TRY IT:
From the first line to the last, reproduce the records below exactly, omitting any picture.

EXTRACTED ENTRIES:

..............................

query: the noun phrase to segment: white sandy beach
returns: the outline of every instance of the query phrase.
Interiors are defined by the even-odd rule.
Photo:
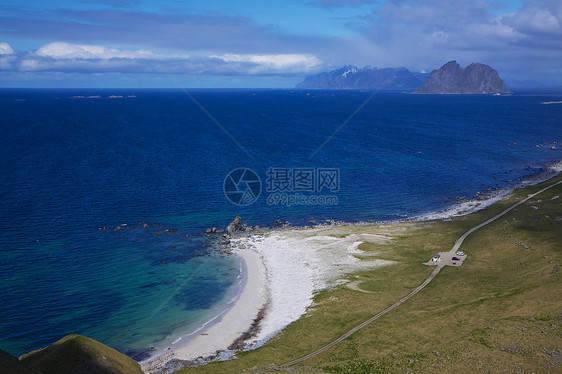
[[[387,237],[336,238],[322,235],[322,230],[282,231],[233,240],[234,253],[245,264],[245,284],[238,299],[195,336],[176,340],[169,349],[141,362],[145,373],[158,371],[170,360],[193,361],[228,351],[265,308],[257,334],[245,341],[245,349],[257,348],[305,314],[315,292],[346,283],[345,275],[359,268],[390,263],[356,257],[361,254],[358,246],[362,242],[384,243]]]
[[[265,264],[270,302],[257,336],[249,341],[255,348],[299,319],[312,305],[316,292],[348,282],[345,275],[360,268],[390,264],[383,260],[359,260],[357,248],[364,241],[386,242],[388,238],[322,235],[324,229],[274,233],[245,239],[259,252]]]

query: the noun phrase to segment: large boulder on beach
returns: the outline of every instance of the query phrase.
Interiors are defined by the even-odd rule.
[[[236,218],[234,218],[234,221],[230,222],[230,224],[226,228],[226,232],[228,233],[228,235],[231,236],[242,230],[243,230],[243,225],[242,225],[242,218],[240,218],[240,216],[236,216]]]
[[[44,374],[143,374],[138,362],[94,339],[67,335],[20,361]]]

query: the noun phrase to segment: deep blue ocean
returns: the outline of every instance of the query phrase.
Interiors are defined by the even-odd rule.
[[[0,90],[0,349],[21,355],[69,333],[131,355],[169,343],[239,276],[204,230],[236,215],[260,226],[404,219],[514,186],[562,159],[562,104],[542,104],[559,100]],[[259,181],[231,174],[248,205],[224,191],[237,168]],[[321,198],[283,204],[295,196]]]

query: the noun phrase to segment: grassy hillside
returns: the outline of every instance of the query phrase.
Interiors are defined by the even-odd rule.
[[[27,353],[21,362],[44,374],[142,374],[133,359],[80,335],[65,336],[46,348]]]
[[[469,228],[529,193],[516,191],[480,212],[445,221],[327,228],[322,235],[383,234],[364,243],[371,258],[394,265],[359,272],[359,287],[326,290],[304,318],[264,347],[238,359],[181,373],[269,372],[310,353],[405,296]],[[559,198],[557,197],[559,196]],[[336,347],[283,371],[329,373],[560,372],[562,370],[562,185],[546,191],[469,236],[460,268],[444,268],[415,297]],[[368,258],[369,256],[366,256]]]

..............................

TASK SOLUTION:
query: the noun phrase to segment: white sandy beach
returns: the outline of every instance of the query phrase.
Interiors are defined by the even-odd rule.
Photo:
[[[387,237],[336,238],[322,235],[322,230],[282,231],[233,240],[234,253],[245,264],[245,284],[238,299],[195,336],[176,340],[169,349],[141,362],[145,373],[158,371],[170,360],[193,361],[228,351],[265,308],[257,334],[245,341],[245,349],[257,348],[305,314],[315,292],[346,283],[345,275],[359,268],[390,263],[356,257],[361,254],[358,246],[362,242],[384,243]]]
[[[265,264],[270,302],[257,336],[249,341],[255,348],[299,319],[312,305],[316,292],[348,282],[345,275],[360,268],[390,264],[383,260],[359,260],[357,248],[364,241],[386,242],[388,238],[322,235],[324,229],[274,233],[245,239],[259,252]]]

query: the noun phrase to segment: large boulder on beach
returns: the outline of every instance of the query phrase.
Interiors are defined by the even-odd rule.
[[[236,218],[234,218],[234,221],[230,222],[230,224],[226,228],[226,232],[228,233],[228,235],[231,236],[242,230],[243,230],[243,225],[242,225],[242,218],[240,218],[240,216],[236,216]]]
[[[44,374],[143,374],[138,362],[94,339],[67,335],[20,361]]]

query: the noun phrase to segment: deep blue ocean
returns: the outline of every instance of the query phrase.
Interiors are defined by the even-odd rule.
[[[0,90],[0,349],[21,355],[69,333],[131,355],[169,343],[239,276],[204,230],[236,215],[260,226],[404,219],[514,186],[562,159],[562,104],[542,104],[559,100]],[[259,181],[231,174],[248,205],[224,191],[237,168]],[[321,198],[283,204],[295,196]]]

query: the noun phrase to segment: grassy hillside
returns: the outline of every instance of the query phrase.
Interiors are defined by the even-odd rule.
[[[27,353],[21,362],[44,374],[142,374],[133,359],[80,335],[65,336],[46,348]]]
[[[469,228],[529,193],[516,191],[480,212],[445,221],[327,228],[322,235],[383,234],[364,243],[371,258],[394,265],[359,272],[359,287],[326,290],[304,318],[264,347],[238,359],[181,373],[269,372],[310,353],[405,296]],[[559,198],[557,197],[559,196]],[[336,347],[283,371],[329,373],[560,372],[562,370],[562,185],[546,191],[469,236],[460,268],[444,268],[415,297]],[[368,258],[369,256],[366,256]]]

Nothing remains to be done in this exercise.